─── Text ───

Please listen to what everyone here is saying. My H and I are piecing and I am sooooo grateful to get Lin's perspective on not taking them back to soon. My H has been in the apt for seven weeks now and at first I could not wait for him to come home for good. Now I am starting to go through a lot of the feelings I repressed while being the good DB'er for him. I finally can be truly angry at him and sad in front of him - he is taking all my emotions and accepting them since he was not availble to do this until now. I am now questioning him on why he wants me - if it's just b/c the Ow let go first then I do not want him. I know I love him tons and want to be with him - but it cannot be one sided or it will not work. I am at the point where he needs to help me see where he is at and why he wants to be together again. I cannot have him back unless he can show me why he wants to be back. This last month has been good and bad - very bittersweet - I could just sweep everything under the rug but I do not want to end up here again in five years.

───

*Work instructions:*
A) List each length of time that the post about reconciling with a spouse mentions.
B) Pick up the post about reconciling with a spouse after its final sentence and keep writing it.

─── Data extract ───

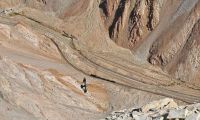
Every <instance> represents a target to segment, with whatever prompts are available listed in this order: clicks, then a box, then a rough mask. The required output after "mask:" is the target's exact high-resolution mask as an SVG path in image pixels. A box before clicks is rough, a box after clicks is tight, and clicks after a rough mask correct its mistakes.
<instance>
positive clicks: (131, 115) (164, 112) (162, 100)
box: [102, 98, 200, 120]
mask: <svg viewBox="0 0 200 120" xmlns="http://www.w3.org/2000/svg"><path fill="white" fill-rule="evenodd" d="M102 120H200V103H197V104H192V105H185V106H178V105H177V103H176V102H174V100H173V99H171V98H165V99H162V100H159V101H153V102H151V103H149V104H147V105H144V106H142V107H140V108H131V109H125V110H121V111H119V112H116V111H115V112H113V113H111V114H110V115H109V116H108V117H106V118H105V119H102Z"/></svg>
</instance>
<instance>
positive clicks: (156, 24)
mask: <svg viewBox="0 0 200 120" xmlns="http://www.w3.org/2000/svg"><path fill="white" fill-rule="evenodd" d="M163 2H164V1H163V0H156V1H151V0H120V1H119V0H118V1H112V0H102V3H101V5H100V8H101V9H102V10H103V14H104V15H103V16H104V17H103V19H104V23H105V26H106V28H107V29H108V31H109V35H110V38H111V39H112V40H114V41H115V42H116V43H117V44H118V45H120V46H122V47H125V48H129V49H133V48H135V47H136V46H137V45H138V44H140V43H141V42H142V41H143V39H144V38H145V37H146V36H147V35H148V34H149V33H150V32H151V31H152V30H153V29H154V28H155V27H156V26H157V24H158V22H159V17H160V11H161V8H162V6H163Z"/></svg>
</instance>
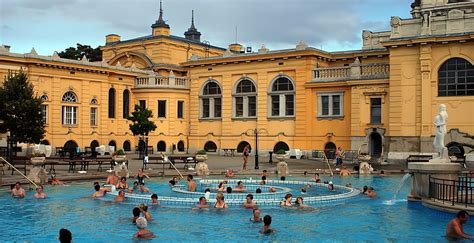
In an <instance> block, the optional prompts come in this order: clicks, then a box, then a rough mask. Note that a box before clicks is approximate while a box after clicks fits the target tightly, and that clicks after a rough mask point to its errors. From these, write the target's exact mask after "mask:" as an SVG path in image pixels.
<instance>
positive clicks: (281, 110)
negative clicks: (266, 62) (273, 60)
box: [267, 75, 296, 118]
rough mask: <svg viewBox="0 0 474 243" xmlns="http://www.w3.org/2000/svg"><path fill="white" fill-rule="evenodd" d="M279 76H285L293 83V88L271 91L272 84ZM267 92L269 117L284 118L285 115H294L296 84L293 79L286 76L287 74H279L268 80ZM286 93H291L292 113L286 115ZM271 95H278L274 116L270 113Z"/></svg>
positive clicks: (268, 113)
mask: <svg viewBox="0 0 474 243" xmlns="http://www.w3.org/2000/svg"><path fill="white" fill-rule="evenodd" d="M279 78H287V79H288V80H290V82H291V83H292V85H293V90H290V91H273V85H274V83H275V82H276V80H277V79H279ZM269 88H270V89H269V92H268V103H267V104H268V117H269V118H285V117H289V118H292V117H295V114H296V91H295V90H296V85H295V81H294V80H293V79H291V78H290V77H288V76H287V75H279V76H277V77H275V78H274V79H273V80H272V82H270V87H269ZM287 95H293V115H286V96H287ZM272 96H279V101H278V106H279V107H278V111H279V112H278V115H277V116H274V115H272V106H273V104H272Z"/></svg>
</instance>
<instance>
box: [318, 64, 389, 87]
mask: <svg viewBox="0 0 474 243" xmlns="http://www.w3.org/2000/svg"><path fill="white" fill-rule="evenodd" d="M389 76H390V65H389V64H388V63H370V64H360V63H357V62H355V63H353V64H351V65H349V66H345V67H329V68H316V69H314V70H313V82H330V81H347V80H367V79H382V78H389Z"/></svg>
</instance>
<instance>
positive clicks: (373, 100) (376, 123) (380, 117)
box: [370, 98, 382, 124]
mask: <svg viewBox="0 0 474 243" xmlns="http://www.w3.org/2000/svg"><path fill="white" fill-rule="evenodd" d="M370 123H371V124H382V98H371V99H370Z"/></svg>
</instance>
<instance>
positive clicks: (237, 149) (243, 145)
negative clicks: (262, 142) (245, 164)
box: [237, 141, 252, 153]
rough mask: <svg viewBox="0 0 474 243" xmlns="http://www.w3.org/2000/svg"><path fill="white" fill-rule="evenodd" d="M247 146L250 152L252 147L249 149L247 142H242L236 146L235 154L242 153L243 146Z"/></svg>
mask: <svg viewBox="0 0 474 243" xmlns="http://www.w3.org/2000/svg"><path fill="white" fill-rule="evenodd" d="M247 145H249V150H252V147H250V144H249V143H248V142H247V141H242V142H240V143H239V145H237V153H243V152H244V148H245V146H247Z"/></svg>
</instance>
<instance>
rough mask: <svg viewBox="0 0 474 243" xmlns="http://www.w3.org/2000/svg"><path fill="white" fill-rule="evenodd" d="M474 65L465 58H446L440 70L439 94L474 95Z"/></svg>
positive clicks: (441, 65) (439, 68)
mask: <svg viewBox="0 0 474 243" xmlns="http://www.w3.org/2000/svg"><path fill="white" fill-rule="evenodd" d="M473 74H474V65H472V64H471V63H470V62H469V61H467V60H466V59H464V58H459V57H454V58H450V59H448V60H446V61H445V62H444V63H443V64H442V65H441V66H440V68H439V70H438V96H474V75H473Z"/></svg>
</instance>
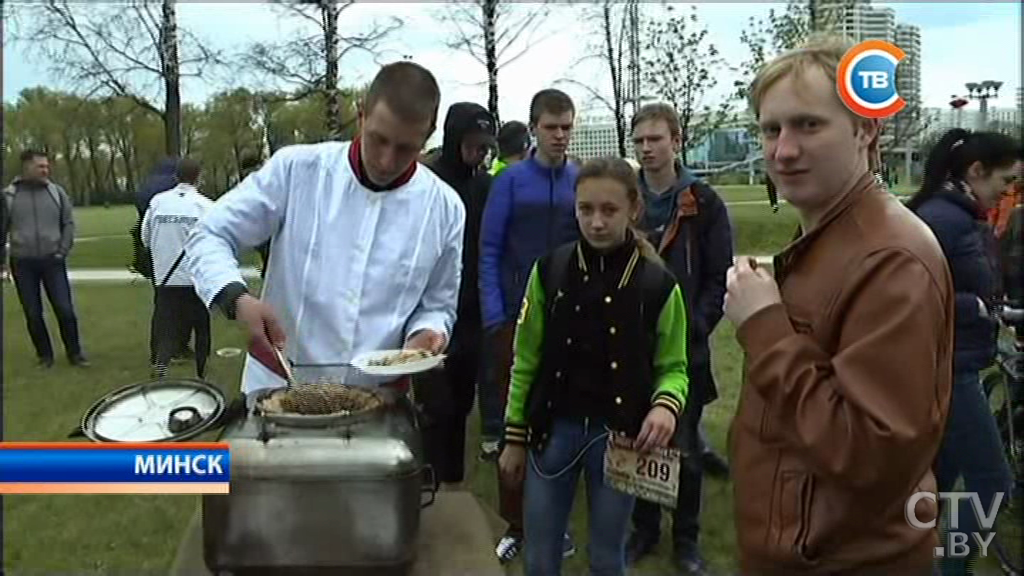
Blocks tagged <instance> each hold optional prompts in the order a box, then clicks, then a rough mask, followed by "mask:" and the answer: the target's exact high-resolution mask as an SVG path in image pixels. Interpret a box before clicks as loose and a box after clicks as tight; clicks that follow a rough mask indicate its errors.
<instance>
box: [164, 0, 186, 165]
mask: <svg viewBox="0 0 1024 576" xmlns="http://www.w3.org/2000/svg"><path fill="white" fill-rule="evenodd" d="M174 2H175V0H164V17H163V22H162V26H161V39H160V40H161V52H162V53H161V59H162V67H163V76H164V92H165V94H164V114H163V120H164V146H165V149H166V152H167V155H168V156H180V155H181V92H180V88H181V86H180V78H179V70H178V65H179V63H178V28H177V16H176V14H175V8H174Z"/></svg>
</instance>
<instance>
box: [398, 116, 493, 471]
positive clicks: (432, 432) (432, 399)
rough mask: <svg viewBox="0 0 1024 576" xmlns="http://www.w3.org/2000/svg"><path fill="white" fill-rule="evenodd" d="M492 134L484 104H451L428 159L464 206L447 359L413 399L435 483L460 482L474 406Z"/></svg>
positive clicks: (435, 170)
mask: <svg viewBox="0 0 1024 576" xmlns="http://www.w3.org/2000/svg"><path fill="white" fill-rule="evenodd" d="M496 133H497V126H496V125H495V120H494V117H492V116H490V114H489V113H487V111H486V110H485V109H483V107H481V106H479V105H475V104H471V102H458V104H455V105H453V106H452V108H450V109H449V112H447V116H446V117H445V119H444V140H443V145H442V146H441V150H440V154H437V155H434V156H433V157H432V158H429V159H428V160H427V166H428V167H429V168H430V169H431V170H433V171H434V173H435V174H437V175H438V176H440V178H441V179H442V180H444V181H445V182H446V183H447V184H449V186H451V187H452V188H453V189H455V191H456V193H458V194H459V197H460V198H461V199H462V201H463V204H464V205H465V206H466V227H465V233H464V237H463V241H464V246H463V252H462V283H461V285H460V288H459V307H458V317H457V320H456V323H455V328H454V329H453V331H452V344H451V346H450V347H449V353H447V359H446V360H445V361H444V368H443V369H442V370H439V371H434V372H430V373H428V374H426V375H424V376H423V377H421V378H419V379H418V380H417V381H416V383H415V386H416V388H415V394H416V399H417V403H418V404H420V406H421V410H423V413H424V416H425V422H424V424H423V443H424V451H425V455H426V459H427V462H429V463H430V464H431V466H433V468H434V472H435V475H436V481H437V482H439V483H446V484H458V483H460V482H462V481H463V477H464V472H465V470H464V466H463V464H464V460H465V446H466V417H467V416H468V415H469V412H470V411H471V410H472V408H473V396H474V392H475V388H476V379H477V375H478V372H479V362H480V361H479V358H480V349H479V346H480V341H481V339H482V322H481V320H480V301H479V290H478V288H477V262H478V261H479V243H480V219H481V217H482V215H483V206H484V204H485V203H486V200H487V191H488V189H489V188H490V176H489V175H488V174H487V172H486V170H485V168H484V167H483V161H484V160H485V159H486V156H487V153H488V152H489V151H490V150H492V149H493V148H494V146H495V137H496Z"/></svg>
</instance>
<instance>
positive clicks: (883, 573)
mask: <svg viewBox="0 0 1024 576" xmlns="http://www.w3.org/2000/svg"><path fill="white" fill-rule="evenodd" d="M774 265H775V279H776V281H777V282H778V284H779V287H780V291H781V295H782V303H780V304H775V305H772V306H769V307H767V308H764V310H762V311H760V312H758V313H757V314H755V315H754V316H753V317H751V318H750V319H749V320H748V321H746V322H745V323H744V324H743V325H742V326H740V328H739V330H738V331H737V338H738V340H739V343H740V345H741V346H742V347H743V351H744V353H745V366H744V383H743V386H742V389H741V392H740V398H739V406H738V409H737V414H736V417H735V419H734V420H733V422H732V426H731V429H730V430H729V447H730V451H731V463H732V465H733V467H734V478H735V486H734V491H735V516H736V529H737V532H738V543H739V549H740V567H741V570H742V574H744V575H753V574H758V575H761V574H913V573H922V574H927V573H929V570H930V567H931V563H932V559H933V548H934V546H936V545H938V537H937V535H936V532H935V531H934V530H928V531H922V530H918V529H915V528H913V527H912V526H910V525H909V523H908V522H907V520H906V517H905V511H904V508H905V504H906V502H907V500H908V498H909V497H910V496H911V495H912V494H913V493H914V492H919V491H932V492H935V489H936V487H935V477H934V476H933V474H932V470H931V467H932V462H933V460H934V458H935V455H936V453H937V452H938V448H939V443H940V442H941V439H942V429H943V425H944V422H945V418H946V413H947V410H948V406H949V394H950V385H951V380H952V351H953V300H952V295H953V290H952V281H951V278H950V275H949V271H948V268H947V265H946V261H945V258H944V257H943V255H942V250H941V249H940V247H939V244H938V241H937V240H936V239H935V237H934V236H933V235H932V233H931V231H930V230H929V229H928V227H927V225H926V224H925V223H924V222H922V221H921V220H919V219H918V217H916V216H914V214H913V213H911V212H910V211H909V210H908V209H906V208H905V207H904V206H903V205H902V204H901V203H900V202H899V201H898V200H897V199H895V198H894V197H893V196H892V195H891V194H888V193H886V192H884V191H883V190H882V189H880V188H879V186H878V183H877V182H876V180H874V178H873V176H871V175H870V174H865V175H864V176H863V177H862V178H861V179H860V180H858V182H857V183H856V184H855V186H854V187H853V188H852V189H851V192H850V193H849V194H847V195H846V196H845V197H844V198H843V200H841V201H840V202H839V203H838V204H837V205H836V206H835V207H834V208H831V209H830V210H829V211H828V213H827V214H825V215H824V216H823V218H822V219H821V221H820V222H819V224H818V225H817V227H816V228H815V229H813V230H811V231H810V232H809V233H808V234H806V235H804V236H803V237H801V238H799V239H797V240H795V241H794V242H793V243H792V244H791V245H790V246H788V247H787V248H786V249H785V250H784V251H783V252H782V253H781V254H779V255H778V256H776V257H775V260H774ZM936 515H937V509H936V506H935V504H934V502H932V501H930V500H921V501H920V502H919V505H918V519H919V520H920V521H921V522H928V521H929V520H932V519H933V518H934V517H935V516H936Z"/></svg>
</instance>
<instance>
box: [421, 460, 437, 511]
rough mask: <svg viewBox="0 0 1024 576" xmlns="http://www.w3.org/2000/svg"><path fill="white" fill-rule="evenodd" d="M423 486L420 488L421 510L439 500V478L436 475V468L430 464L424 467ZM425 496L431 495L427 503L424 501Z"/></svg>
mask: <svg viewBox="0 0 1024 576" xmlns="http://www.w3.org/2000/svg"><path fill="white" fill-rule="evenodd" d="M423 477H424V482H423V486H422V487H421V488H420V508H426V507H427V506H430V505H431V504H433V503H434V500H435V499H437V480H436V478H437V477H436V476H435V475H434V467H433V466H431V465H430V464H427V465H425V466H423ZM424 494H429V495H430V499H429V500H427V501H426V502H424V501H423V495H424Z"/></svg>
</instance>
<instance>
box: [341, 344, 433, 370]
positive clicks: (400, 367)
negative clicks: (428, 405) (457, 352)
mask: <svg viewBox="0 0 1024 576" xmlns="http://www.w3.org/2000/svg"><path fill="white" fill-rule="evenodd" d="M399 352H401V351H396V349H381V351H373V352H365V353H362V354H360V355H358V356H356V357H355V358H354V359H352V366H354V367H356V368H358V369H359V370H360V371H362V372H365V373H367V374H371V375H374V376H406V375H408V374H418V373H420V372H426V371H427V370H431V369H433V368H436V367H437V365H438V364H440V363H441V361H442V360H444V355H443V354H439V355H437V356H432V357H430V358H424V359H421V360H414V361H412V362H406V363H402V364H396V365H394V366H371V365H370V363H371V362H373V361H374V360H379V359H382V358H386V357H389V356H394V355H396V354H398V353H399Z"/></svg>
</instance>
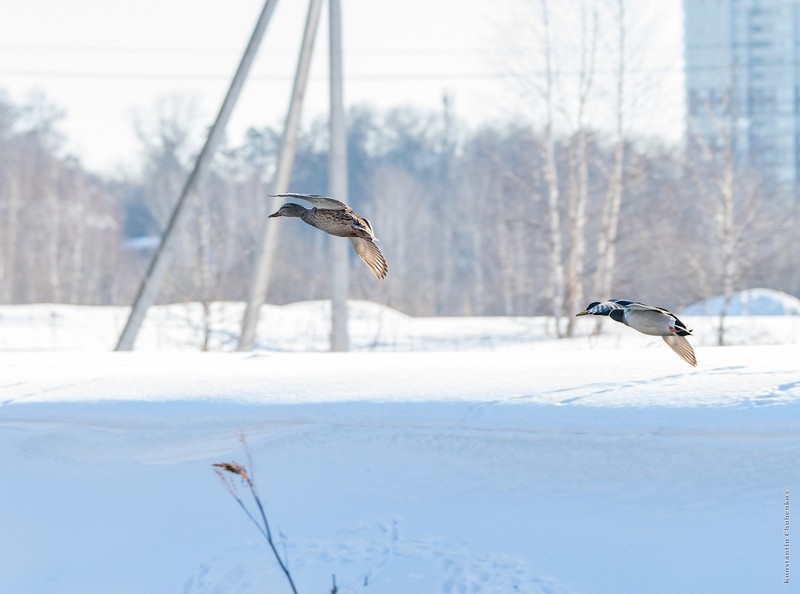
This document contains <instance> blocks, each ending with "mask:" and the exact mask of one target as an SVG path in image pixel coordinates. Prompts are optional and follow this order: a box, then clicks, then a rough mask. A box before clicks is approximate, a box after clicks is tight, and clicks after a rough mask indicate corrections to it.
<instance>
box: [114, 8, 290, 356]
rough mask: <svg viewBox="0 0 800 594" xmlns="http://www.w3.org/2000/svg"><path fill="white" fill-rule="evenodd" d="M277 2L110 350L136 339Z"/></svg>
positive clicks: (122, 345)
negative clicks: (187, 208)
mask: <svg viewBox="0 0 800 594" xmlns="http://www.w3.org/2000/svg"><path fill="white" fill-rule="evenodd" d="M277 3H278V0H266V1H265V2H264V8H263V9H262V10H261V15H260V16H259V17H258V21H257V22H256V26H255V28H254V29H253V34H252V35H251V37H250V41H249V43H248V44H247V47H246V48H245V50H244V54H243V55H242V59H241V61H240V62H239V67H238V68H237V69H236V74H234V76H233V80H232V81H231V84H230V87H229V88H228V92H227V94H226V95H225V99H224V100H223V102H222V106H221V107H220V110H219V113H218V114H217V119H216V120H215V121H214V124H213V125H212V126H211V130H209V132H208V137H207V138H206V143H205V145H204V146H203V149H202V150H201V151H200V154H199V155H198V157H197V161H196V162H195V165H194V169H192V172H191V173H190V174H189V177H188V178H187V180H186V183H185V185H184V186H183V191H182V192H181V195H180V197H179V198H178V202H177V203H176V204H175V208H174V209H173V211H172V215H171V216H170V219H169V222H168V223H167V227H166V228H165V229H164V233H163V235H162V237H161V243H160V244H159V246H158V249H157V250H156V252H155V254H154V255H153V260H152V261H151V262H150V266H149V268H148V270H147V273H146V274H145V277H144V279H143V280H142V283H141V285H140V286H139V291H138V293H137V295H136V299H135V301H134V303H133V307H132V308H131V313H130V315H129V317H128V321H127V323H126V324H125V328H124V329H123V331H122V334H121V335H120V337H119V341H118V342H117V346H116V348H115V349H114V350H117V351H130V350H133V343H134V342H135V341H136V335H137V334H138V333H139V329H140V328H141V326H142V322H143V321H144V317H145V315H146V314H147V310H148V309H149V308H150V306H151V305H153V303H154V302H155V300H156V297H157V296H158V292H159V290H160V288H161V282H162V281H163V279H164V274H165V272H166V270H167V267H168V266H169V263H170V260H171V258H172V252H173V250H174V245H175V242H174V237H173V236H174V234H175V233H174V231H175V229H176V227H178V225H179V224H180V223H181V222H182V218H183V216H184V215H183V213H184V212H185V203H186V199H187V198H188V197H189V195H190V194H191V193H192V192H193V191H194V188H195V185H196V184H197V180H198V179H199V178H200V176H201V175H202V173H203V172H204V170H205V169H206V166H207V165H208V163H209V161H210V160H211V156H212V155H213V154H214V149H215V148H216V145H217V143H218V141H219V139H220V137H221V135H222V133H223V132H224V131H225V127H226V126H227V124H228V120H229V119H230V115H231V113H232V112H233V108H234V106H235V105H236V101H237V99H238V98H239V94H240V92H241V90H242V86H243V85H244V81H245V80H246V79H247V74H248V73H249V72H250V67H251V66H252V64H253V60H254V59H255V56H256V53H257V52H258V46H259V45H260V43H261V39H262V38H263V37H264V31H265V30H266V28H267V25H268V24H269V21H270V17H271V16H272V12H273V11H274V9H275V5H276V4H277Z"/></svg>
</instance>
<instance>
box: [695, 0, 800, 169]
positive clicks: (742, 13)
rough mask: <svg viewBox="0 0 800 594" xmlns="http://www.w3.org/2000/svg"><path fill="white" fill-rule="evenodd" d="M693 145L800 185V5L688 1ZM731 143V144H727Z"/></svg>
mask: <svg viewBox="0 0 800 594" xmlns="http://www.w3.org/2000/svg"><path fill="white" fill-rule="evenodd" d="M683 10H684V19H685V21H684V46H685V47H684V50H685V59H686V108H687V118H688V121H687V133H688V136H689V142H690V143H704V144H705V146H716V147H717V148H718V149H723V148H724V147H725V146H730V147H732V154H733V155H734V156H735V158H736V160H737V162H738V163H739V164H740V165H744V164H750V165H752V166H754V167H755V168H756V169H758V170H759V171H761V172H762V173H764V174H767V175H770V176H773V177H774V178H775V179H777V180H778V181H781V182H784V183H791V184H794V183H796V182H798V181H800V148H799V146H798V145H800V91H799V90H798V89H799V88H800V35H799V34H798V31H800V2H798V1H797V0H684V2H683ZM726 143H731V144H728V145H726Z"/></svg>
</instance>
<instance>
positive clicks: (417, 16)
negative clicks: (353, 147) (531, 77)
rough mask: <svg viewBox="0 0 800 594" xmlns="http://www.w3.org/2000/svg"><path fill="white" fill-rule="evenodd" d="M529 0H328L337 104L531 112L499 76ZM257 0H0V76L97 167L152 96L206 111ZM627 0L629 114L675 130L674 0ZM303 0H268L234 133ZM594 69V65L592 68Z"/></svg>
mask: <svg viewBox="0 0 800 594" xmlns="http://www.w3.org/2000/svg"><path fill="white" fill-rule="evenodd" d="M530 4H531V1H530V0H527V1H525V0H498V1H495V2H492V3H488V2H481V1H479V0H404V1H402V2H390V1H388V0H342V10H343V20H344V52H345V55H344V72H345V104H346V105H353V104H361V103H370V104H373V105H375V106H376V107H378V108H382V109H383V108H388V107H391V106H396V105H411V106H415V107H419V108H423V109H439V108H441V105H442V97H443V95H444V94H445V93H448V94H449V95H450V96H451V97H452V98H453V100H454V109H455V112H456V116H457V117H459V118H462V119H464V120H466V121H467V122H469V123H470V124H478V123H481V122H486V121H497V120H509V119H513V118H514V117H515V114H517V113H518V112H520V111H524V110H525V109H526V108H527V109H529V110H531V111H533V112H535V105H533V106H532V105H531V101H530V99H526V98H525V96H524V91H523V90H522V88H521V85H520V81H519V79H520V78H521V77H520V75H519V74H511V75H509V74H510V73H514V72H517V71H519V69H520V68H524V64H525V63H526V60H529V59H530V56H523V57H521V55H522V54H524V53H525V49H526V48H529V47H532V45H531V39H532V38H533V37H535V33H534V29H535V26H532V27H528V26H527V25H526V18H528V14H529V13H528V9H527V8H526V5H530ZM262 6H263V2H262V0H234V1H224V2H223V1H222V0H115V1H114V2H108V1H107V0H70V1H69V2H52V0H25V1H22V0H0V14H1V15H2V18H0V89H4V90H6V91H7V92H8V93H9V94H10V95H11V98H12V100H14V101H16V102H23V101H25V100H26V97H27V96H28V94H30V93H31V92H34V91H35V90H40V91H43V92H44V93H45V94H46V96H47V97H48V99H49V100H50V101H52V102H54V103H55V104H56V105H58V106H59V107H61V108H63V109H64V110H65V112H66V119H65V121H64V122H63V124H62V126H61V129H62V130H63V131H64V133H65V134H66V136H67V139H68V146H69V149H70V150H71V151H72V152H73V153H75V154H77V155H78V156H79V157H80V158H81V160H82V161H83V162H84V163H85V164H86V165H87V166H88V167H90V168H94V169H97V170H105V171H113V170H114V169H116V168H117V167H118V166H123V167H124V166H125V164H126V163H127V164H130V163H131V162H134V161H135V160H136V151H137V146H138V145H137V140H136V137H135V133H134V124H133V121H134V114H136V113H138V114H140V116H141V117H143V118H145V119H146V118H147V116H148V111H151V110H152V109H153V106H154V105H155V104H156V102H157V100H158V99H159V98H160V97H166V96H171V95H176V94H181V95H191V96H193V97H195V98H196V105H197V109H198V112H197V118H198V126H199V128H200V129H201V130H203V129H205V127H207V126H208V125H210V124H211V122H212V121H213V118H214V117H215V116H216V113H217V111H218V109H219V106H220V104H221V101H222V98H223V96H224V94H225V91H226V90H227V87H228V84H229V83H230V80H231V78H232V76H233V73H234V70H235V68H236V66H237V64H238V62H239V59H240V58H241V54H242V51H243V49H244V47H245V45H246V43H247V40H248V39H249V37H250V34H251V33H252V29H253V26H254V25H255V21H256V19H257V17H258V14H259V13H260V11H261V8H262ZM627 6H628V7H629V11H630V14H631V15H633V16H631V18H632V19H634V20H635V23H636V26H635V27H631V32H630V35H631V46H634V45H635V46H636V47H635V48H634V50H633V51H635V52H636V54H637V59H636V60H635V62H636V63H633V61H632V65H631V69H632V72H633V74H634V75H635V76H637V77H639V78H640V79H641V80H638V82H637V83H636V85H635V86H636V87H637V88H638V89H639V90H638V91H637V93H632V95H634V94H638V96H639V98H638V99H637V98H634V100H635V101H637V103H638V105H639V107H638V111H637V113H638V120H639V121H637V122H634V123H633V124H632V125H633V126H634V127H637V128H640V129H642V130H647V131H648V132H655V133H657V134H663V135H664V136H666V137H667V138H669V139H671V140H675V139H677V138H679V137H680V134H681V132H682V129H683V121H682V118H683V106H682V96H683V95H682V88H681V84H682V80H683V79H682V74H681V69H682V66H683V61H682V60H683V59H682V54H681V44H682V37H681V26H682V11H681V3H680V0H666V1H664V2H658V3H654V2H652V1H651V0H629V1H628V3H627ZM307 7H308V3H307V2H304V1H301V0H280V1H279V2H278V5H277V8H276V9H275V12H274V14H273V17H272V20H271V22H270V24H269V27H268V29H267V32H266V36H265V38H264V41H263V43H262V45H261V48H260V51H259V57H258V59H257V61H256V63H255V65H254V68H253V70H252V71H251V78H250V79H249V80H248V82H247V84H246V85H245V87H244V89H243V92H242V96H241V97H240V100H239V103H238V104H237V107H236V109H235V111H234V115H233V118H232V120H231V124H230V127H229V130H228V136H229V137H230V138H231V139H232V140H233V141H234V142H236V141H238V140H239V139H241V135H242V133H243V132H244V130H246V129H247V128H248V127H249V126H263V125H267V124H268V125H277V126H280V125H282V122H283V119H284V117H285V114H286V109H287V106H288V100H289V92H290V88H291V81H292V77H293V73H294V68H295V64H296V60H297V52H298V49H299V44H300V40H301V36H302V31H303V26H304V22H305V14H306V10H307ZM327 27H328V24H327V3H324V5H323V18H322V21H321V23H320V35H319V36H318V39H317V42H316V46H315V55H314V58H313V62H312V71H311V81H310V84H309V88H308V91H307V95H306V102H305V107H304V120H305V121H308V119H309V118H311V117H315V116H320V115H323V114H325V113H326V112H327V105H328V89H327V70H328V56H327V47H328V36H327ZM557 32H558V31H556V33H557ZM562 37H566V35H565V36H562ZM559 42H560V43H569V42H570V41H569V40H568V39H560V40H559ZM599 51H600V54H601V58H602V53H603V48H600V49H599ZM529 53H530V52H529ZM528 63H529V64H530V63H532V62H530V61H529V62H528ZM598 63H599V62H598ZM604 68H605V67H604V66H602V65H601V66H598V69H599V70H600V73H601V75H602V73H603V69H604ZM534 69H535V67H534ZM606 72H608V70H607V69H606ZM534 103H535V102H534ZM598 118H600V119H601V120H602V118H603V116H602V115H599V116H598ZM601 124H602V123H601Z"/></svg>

───

*Solved problems:*
A) seven weeks, this last month, five years

B)
You are getting tons of good advice and yet you stick your head in the ground on most of it. I feel you are stalling the office move b/c you just cannot let go. What you fail to realize you cannot move forward until you truly let go - and actions speak louder than words. It's hard to fool this group - we have all BEEN THERE and we are only trying to help save you any unnecessary pain but sometimes we can only grow by going through the pain. Only you can change this by changing YOU-- NOT H, NOT OW only YOU!!!
Belive me the Piecing part isn't any easier - there are still as many doubts on our success...
Take care and try to really understand what we are all saying - I know it's so damn hard but at this point what is your alternative????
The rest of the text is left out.